**To do:** Pick out each line in the records that contains the word "ship". Case counts.

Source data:
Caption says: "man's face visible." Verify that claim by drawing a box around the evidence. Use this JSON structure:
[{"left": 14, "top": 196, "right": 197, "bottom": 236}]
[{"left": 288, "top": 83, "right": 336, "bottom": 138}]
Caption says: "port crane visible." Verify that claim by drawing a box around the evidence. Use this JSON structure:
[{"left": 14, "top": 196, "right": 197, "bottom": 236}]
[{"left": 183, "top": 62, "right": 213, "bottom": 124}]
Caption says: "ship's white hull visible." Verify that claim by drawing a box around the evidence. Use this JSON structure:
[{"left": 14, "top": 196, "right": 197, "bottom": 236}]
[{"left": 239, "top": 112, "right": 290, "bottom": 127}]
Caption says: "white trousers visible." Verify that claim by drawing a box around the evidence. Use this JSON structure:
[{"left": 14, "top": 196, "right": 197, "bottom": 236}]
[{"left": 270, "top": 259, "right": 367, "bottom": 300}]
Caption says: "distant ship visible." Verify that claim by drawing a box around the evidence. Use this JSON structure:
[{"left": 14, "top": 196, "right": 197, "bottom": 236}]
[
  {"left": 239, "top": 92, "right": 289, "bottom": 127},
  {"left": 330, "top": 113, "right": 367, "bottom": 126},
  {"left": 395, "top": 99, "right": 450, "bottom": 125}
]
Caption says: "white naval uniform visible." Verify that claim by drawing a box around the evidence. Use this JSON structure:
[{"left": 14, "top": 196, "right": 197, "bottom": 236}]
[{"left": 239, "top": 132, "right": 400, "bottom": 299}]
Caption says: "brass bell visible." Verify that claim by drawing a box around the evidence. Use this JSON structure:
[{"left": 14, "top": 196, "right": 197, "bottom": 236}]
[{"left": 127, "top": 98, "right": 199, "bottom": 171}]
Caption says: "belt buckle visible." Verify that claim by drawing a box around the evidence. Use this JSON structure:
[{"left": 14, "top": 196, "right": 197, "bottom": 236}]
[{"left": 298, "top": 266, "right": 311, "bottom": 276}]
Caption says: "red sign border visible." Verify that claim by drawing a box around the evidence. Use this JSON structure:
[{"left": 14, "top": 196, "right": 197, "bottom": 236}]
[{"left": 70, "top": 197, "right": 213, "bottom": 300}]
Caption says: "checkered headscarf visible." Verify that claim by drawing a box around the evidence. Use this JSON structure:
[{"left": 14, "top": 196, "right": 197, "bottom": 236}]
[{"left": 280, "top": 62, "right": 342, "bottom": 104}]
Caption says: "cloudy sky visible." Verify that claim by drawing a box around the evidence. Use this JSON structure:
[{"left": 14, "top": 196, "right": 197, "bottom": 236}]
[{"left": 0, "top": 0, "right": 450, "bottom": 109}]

==

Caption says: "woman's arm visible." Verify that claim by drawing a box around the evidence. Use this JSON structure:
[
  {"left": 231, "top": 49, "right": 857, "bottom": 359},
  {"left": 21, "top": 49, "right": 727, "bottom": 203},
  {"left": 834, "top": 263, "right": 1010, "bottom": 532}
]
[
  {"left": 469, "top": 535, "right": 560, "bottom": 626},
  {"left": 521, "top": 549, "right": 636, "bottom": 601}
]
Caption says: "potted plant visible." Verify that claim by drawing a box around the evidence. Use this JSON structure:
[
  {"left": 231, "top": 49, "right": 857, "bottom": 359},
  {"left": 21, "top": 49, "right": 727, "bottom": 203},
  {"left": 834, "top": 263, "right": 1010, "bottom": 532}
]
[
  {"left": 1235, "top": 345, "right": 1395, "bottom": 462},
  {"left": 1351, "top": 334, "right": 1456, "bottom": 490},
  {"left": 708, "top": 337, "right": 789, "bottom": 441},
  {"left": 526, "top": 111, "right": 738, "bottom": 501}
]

**Expected answer:**
Caption says: "ship's white hull visible." Verify that claim by drawing a box around the evidence. Use this JSON structure:
Caption says: "distant ship visible." Verify that claim by drawing a box around the evidence. Use this JSON structure:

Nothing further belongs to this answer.